(AUFGABENSTELLUNG) Führe jede Zeile des folgenden Materials wörtlich auf, in der die Zeichenfolge „photo“ vorkommt.

(ÜBUNGSMATERIAL)
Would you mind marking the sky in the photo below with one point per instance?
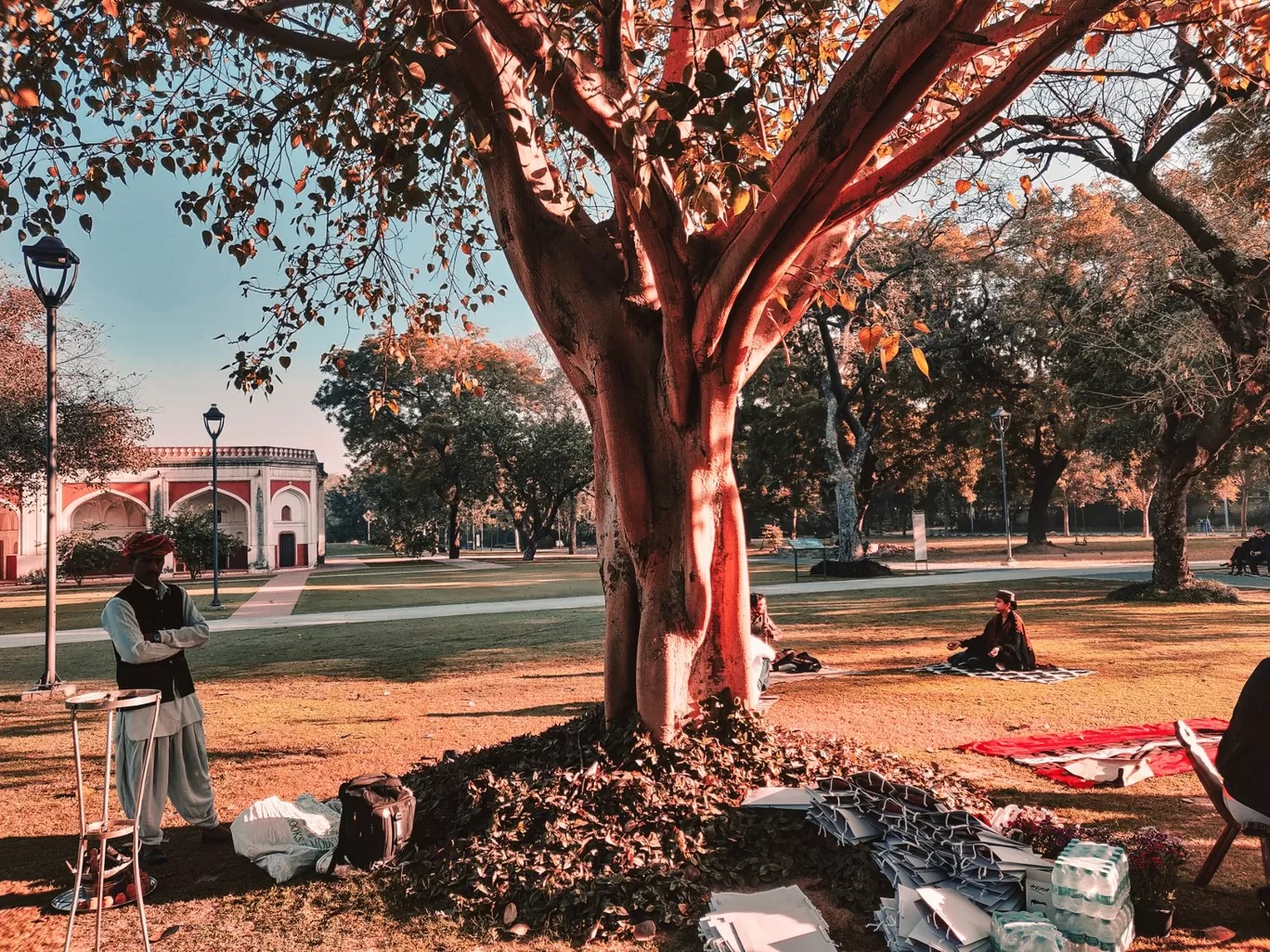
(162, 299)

--

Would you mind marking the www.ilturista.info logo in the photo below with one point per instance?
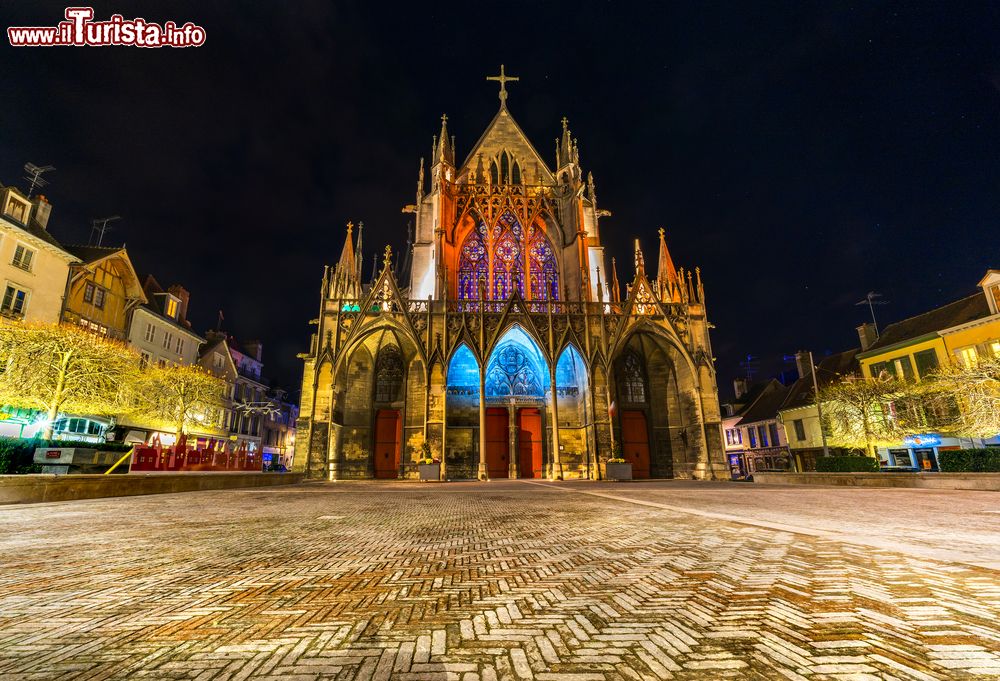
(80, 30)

...

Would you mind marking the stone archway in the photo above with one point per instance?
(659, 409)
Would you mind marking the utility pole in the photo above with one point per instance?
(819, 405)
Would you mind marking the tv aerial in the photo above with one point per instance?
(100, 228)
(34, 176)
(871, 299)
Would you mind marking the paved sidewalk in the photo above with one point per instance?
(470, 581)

(ERWARTETE ANTWORT)
Would you mind marking the sky in the photo below with one point per instance?
Would you mind marking the www.ilturista.info logo in the photo below with one point per instance?
Would you mind marking the stone archway in the photo above with one point per instance?
Would you mind marking the utility pole in the photo above with one point per instance?
Would you mind marking the tv aerial in the photo above with one point per instance?
Would you mind marking the paved sidewalk in the photo above with one point per instance?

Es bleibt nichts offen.